Source.
════

Mais revenons à la force de ces expériences de transe… Être Cotlatlaztin, c’est ainsi éprouver une forme de coprésence matérielle, charnelle, des entités et des ancêtres des lieux. En jouant sur le corps mis à l’épreuve, les sens se transforment, la vision nocturne s’intensifie, comme me l’a confié Manuel, un jeune Cotlatlaztin. Le travail de préparation et la fatigue provoquent une expérience intense de l’effacement des limites corporelles et mentales, entre soi et le monde, entre le moment présent et la sensation à d’autres formes de vie immémoriales qui vous saisissent de façon achronique.
Cette montagne et cette grotte sont considérées aujourd’hui comme doublement sacrées, comme pourvoyeuses de vie à travers le trésor liquide qu’elles renferment et de par leur origine olmèque. Elles matérialisent dans le monde présent la présence passée des premiers habitants du lieu. Les peintures olmèques, en particulier de l’Homme-jaguar (ill. 1a et 1b), représentent le pouvoir, la magie atteinte par les hommes-dieux des civilisations précédentes. Peintures et inscriptions inscrivent les populations dans un cadre immémorial et leur permettent d’élaborer une ethnogenèse.
Ce site remarquable, portant la marque des civilisations anciennes, est devenu l’objet d’un néo-culte local. Les pierres remarquables comme le chien de calcaire, les anfractuosités de roche portant des inscriptions et les parois représentant le « guerrier-jaguar » olmèque sont l’objet de dévotions de la part des jeunes danseurs, tout autant que les croix postées à l’entrée de la grotte d’Oxtotitlán. Toutes ces puissances reçoivent des colliers de fleurs d’œillet d’Inde (cempazuchiles), à l’égal des autorités politiques (ill. 4a et 4b). Pierres et inscriptions permettent aux jeunes danseurs d’accéder à la mémoire géologique des lieux, c’est-à-dire à la géologie comme généalogie du monde. Les ancêtres n’ayant plus ni visage ni nom se sont eux-mêmes confondus avec la pierre, de même que toutes les formes du vivant, comme en attestent les nombreux fossiles de l’endroit40. Le régime de savoir local impute à la grotte d’Oxtotitlán, avec toutes ses présences visibles et invisibles, le rôle de réservoir des forces génératives : eau, graines de maïs, os des ancêtres qui enrichissent la terre et la fertilisent.
Nous avons donc ici ce que l’on pourrait qualifier d’image première de la pensée locale de la « virtualité », matérialisant ce qui peut se développer en puissance, de ce qui est potentiellement déjà là mais qui devra s’actualiser.

════

Données enregistrées.

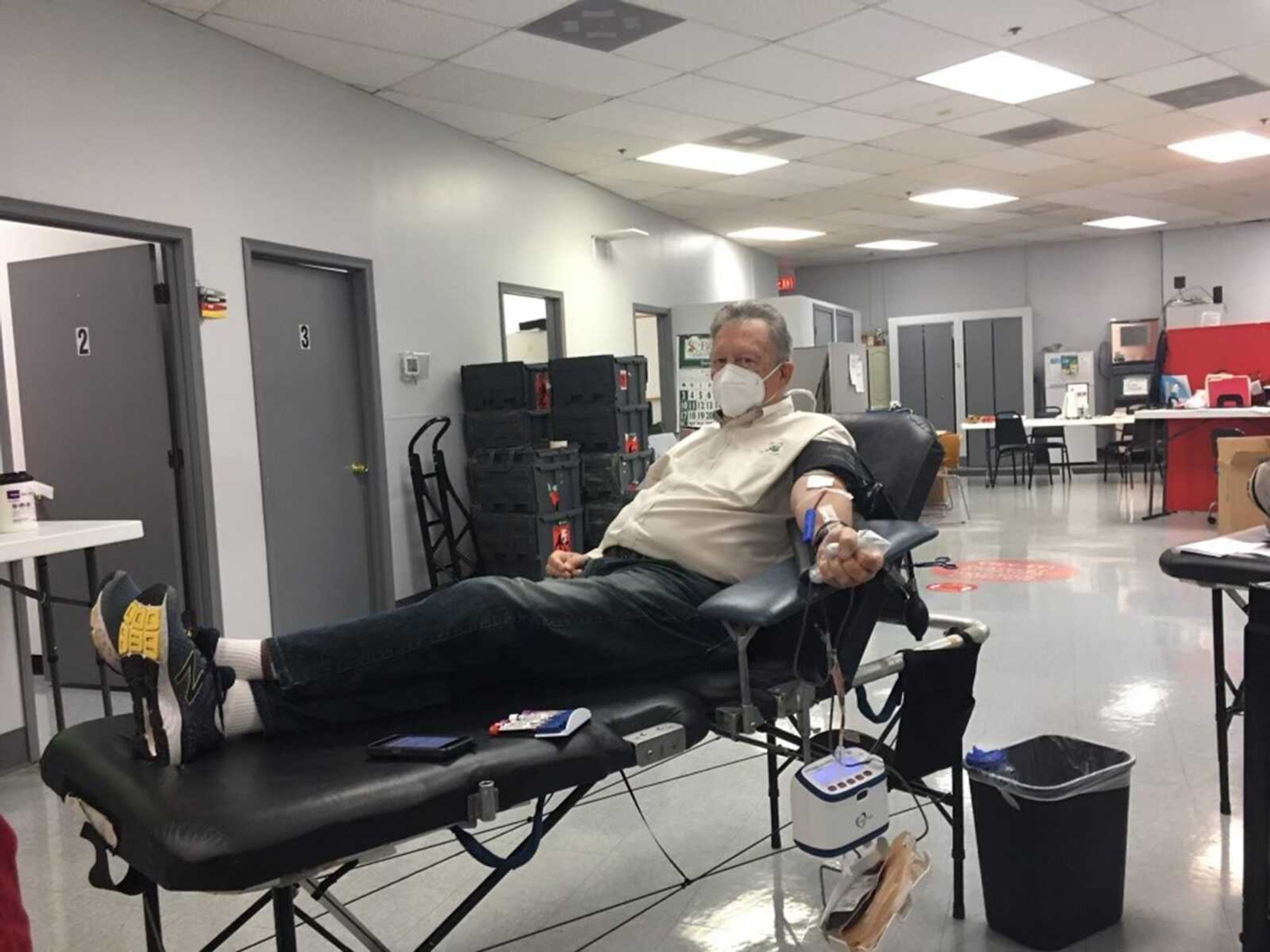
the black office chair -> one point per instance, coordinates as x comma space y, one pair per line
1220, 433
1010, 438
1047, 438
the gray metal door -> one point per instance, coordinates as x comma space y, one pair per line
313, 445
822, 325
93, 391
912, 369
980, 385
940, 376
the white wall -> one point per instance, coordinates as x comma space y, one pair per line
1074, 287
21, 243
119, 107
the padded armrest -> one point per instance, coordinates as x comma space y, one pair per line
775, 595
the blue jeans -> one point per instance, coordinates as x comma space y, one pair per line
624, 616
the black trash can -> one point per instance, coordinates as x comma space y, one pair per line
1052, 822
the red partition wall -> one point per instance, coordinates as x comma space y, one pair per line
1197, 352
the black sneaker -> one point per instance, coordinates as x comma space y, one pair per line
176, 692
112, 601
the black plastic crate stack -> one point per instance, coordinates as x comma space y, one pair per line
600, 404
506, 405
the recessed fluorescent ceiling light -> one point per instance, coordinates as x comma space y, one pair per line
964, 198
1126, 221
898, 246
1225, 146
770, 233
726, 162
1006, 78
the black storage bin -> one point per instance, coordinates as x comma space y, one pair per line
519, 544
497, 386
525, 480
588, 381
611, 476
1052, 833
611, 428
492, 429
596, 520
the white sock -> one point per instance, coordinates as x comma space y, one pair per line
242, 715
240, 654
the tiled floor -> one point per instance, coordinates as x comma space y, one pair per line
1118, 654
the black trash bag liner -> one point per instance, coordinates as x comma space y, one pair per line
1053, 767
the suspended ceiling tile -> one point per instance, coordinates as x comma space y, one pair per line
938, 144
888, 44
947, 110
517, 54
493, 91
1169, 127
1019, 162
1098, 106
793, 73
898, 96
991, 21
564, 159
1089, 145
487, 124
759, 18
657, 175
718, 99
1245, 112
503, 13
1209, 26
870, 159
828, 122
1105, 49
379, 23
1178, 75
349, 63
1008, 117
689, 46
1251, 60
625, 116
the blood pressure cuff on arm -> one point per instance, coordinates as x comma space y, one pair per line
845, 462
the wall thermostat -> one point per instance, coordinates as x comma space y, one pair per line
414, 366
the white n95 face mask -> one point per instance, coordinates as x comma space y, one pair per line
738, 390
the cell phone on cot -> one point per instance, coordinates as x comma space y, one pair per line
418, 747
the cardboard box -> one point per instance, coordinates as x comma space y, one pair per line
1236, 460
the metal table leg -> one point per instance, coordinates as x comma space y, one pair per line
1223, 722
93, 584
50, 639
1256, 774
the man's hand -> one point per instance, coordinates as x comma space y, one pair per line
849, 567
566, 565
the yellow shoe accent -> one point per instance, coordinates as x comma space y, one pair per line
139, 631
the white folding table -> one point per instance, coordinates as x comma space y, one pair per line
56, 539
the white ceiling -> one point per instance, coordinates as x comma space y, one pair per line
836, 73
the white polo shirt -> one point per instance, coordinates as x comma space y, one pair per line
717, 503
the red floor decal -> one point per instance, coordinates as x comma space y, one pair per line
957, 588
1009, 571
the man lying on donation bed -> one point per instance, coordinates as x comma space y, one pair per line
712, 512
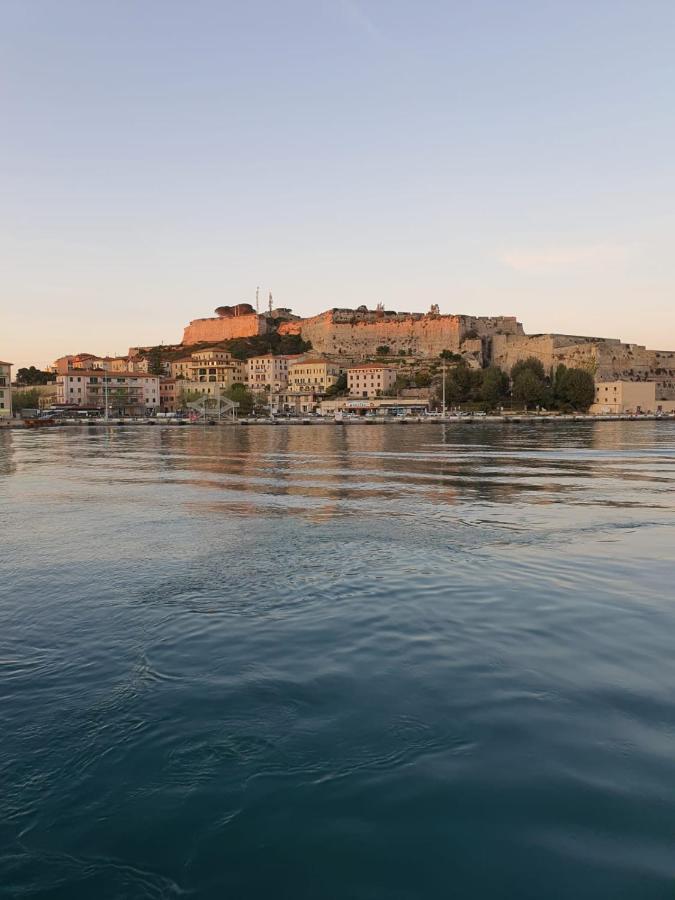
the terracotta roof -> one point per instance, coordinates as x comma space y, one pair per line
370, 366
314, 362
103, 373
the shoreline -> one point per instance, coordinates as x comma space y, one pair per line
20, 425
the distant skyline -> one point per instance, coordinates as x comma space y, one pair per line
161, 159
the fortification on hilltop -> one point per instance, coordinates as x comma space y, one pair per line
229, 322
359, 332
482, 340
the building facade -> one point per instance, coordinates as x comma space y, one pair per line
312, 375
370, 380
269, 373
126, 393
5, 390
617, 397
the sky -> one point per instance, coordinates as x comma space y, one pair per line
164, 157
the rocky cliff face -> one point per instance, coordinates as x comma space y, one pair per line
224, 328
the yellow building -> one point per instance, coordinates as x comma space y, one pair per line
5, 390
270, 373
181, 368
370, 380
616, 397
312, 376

════

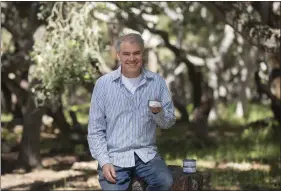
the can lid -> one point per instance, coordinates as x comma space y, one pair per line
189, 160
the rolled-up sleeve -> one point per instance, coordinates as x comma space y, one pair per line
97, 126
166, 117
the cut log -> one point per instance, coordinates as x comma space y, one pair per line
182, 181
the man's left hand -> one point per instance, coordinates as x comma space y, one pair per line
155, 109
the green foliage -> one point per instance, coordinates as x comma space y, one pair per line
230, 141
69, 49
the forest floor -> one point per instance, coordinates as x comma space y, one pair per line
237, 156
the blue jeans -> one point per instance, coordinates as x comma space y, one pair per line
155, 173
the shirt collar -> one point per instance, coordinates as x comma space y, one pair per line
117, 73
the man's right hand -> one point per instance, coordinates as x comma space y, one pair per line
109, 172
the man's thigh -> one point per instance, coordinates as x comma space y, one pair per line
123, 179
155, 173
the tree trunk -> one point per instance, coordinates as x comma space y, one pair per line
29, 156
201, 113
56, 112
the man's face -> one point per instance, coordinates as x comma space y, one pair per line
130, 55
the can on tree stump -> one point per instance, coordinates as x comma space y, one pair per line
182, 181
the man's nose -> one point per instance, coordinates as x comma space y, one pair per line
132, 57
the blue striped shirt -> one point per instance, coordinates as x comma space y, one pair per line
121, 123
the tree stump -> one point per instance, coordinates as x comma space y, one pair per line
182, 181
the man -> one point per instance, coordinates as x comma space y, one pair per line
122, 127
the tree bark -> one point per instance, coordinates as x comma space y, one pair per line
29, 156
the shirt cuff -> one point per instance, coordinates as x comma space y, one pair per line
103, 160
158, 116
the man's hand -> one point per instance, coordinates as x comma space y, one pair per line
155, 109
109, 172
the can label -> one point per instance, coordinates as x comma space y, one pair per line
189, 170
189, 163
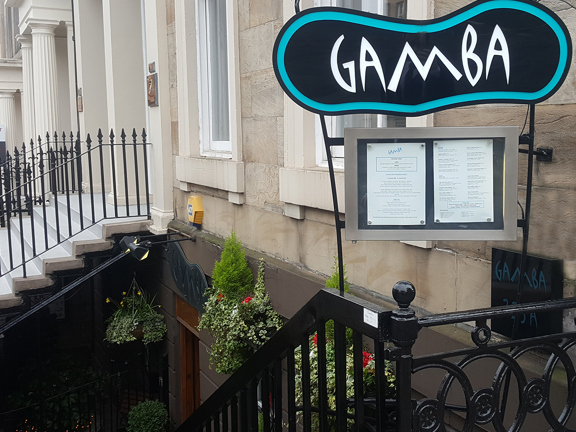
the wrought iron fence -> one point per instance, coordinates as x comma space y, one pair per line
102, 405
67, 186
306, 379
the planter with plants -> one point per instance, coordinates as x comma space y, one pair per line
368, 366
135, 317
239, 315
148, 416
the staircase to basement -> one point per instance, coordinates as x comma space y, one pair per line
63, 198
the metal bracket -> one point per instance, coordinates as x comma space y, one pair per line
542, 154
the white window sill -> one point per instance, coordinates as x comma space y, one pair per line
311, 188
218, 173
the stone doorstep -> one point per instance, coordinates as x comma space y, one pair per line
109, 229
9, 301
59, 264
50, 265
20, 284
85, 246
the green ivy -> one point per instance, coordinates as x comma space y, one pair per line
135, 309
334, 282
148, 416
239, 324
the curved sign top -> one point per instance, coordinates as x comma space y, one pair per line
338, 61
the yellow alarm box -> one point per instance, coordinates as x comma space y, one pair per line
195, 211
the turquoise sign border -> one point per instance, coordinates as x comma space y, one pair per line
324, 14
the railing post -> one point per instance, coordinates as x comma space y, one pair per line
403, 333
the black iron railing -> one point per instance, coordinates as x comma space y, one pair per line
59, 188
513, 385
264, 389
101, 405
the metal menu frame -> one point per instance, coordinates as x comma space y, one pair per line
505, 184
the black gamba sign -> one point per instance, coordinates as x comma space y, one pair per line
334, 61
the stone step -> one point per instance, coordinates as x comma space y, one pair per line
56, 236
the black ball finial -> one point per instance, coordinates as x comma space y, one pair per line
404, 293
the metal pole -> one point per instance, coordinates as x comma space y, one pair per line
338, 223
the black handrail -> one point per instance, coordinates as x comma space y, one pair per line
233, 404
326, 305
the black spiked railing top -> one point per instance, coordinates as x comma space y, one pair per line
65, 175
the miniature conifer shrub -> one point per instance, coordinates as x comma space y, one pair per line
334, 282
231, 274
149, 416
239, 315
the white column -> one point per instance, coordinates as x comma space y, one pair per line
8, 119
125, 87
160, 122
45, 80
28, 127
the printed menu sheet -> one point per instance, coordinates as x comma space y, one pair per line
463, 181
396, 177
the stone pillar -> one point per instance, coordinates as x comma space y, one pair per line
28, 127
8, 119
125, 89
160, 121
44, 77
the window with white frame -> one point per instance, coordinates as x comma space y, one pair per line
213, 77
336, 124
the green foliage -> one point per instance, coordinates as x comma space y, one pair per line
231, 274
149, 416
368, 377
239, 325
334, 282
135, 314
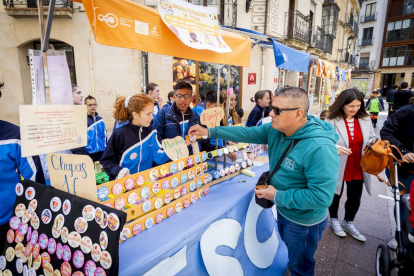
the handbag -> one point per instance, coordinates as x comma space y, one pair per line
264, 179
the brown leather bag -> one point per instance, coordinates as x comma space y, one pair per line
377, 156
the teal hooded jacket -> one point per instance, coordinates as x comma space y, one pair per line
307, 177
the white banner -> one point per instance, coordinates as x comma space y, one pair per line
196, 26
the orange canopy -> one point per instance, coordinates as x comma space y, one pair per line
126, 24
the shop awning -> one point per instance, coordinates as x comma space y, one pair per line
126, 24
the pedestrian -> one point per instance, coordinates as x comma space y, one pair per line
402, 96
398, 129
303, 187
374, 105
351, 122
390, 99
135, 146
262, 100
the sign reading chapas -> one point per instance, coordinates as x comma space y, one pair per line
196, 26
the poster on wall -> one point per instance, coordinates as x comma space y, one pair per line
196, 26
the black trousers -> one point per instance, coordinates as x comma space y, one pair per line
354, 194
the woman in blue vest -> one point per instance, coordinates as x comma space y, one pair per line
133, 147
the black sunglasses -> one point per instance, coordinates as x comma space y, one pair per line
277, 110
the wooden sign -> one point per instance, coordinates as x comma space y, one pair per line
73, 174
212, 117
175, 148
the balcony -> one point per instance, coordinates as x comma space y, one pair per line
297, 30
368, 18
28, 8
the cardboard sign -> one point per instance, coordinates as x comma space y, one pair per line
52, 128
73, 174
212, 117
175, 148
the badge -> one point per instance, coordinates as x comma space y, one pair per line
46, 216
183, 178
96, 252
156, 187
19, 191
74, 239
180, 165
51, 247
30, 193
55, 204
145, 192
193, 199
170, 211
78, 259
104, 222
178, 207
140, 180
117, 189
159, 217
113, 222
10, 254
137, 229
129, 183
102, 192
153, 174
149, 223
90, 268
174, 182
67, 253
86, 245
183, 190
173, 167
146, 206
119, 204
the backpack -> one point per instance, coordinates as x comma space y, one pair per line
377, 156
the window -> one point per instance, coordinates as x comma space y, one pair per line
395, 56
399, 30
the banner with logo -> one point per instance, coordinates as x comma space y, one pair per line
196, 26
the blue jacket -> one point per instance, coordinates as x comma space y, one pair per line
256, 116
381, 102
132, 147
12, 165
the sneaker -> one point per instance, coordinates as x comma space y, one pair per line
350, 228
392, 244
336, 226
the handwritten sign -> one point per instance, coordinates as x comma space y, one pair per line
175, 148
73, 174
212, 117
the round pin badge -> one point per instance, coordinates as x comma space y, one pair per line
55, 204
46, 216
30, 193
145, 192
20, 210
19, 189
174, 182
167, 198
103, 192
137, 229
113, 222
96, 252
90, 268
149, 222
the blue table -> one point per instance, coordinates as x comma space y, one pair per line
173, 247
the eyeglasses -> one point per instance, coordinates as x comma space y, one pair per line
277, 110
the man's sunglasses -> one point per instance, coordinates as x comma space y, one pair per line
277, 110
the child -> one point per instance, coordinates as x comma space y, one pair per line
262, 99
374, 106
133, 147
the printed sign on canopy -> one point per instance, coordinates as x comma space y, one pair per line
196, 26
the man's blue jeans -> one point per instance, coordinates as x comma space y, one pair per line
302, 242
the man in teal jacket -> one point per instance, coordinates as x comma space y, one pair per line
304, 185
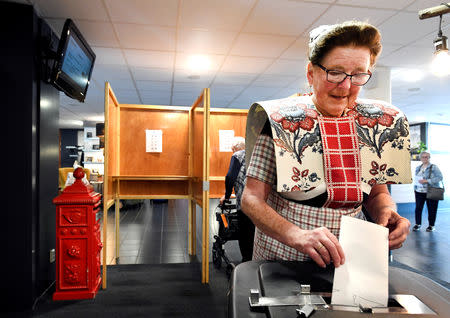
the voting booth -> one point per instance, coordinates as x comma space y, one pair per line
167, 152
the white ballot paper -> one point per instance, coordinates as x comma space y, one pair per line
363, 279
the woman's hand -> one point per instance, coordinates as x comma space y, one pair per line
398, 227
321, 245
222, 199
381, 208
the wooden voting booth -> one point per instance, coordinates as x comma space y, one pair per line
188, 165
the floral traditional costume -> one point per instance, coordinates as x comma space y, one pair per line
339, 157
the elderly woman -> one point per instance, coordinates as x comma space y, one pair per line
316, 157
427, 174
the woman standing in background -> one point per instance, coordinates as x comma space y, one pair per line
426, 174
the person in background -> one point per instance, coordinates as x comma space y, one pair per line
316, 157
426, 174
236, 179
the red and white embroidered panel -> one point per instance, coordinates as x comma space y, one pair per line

════

Consigne 1. Dans le texte sur la grotte d'Oxtotitlán, relevez tout ce qui fait l'objet de dévotions de la part des jeunes danseurs.
Consigne 2. Donnez la suite du texte sur la grotte d'Oxtotitlán à partir de sa dernière phrase.

Réponse 1.
- les pierres remarquables comme le chien de calcaire
- les anfractuosités de roche portant des inscriptions
- les parois représentant le « guerrier-jaguar » olmèque
- les croix postées à l'entrée de la grotte d'Oxtotitlán

Réponse 2.
Les rites de fertilité actuels, en rappelant que tigres (jaguars) comme aires (les vents) viennent de l’intérieur de la montagne, comme l’eau, tissent une continuité historique entre humains et non-humains présents dans les masses rocheuses originelles. Ce schéma cosmogonique d’importance du monde infrahumain et ce tryptique montagne/jaguar/grotte sont proprement mésoaméricains (López-Austin 1994; Hémond 2019; Broda, Iwaniszewski et Montero 2001). Il codifie aussi, sous la forme de narrations mythiques et de rituels pluviaux, un ensemble de savoirs naturels autour de l’évapotranspiration, comme je l’ai montré dans d’autres publications (Hémond 2019)41. On pourrait donc dire que le locus de toute humidité, donc de toute fécondité et de prospérité, est bien à chercher dans le sous-sol, en particulier la nuit, tandis que les actions rituelles du jour sont à inscrire dans le village et le monde habité, ainsi qu’au sommet des montagnes où les vents dirigeront les nuages et la pluie. On comprend ainsi que les Cotlatlaztin, comme personnification des vents, circulent dans une dynamique complémentaire entre la partie diurne et collective associée au rituel de pluie du village (de la vallée jusqu’aux cimes tutélaires) tandis que la partie nocturne, occulte, est liée au monde souterrain, à la grotte, aux ancêtres humains et non-humains.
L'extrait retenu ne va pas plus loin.